DIRECTIVE 1 » Repeat, word for word, the part of the records that opens with the line containing "Where can the daisy-shaped" and runs through the end of the records, with both ends included.

The log directories are named as a concatenation of the following:

  1. RNN Type: We only use GRU for this set of runs
  2. RNN Layers: [12][12]0 - a 3-digit code denoting the number of layers used for the encoder, BiDAF modeling and always zero for Self-Attention modeling since it is not used in these runs.
  3. Use Character Embeddings is always CET as it is always used
  4. Use Self-Attention is not used so it is always SAF for these runs
  5. A two digit suffix to differentiate multiple runs with same name.

For example: GRU210-CET-SAF-04

What is extracted

Parse the file log.txt in each of the run directories.

Extract the arguments from the first 100 lines of each log.

Extract the last occurrence of Dev results.

The “ParseLog” function below reads the top of the log where all arguments and values are listed, and the last row where evaluation metrics are reported. By parsing these lines it extracts a superset of the hyperparameters and metrics used for this analysis.

TASK INPUTS »
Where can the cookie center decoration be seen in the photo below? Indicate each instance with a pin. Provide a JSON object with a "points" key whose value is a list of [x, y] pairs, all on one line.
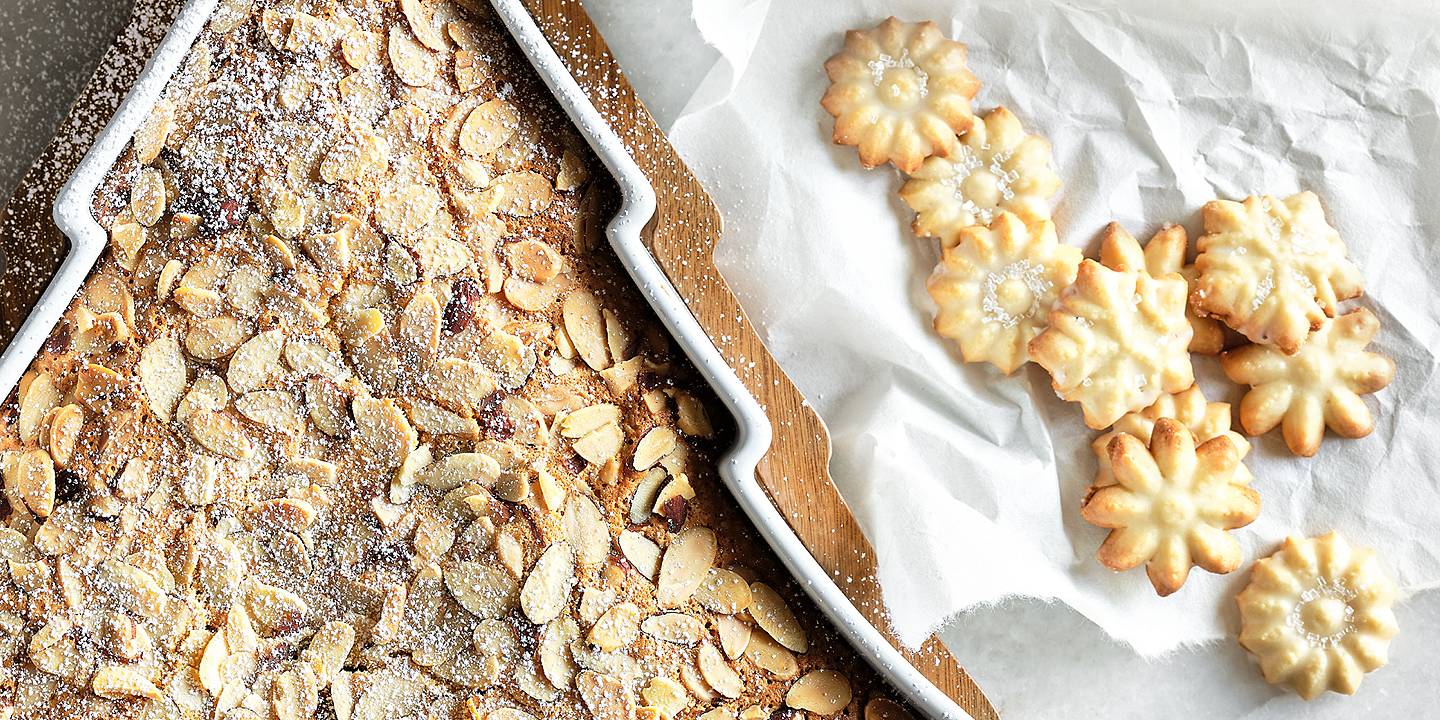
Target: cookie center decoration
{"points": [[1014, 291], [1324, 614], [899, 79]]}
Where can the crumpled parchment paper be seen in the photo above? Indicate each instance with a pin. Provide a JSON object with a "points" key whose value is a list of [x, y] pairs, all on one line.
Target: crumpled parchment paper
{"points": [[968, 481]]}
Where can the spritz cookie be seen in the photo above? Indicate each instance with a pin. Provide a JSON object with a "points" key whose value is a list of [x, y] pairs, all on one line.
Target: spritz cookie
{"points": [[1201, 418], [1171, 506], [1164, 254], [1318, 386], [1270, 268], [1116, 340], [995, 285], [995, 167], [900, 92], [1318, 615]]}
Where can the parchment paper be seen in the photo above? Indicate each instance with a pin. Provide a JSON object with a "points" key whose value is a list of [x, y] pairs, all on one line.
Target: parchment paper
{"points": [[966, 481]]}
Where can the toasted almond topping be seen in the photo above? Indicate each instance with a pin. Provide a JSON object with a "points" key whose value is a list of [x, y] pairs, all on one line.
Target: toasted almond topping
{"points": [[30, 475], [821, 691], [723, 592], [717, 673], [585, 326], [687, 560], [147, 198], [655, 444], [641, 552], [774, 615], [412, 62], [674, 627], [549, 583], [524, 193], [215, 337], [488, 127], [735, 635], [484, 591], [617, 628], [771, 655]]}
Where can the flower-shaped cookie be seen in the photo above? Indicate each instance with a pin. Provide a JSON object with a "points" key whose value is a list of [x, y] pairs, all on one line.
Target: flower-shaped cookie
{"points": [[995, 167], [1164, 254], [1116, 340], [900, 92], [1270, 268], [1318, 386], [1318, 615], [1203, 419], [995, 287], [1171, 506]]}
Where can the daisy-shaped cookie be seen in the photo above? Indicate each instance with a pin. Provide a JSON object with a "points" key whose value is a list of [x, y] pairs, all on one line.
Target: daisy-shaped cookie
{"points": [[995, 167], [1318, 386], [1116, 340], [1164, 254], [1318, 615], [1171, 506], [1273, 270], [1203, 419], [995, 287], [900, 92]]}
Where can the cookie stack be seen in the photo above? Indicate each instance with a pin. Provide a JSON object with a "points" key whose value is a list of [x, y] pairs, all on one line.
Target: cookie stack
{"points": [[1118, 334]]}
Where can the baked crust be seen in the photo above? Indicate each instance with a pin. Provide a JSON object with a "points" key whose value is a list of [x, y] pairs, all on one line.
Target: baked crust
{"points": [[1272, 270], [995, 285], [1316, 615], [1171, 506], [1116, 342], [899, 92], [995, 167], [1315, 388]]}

DIRECTIVE 2 » Retype the part of the text on log directories that opens with the words containing "Parse the file" and closes with "for this analysis.", keeping every character the same.

SOLUTION 1 »
Where can the daisy-shaped cookie be seen in the photo above? Indicate each instance with a pin. Provide a JSON object with a "points" key whose value is a list of [x, y] pairs, all on one line.
Target: daisy-shaped cookie
{"points": [[995, 167], [1318, 386], [1116, 340], [1164, 254], [1318, 615], [1171, 506], [1273, 270], [1203, 419], [995, 287], [900, 92]]}
Where can the cookie stack be seen in the photo above? Indicate each instance with a pin. Provide a JSON object with a "points" key whose value is a list of [x, y] pairs, all on one line.
Target: cookie stack
{"points": [[1118, 334]]}
Where can the baked crust be seen in the photo above? Indicate each instance with a pin. Provide a JSON object with a "points" key whose value is a list of [x, y] pairs, all on one line.
Target: baked crust
{"points": [[1272, 270], [995, 285], [1316, 615], [1171, 506], [1116, 342], [899, 92], [995, 167], [1315, 388]]}

SOLUTION 2 »
Parse the file log.txt in each of the run directories.

Extract the arguments from the first 100 lines of each log.

Extract the last occurrence of Dev results.

The “ParseLog” function below reads the top of the log where all arguments and values are listed, and the last row where evaluation metrics are reported. By parsing these lines it extracts a superset of the hyperparameters and metrics used for this analysis.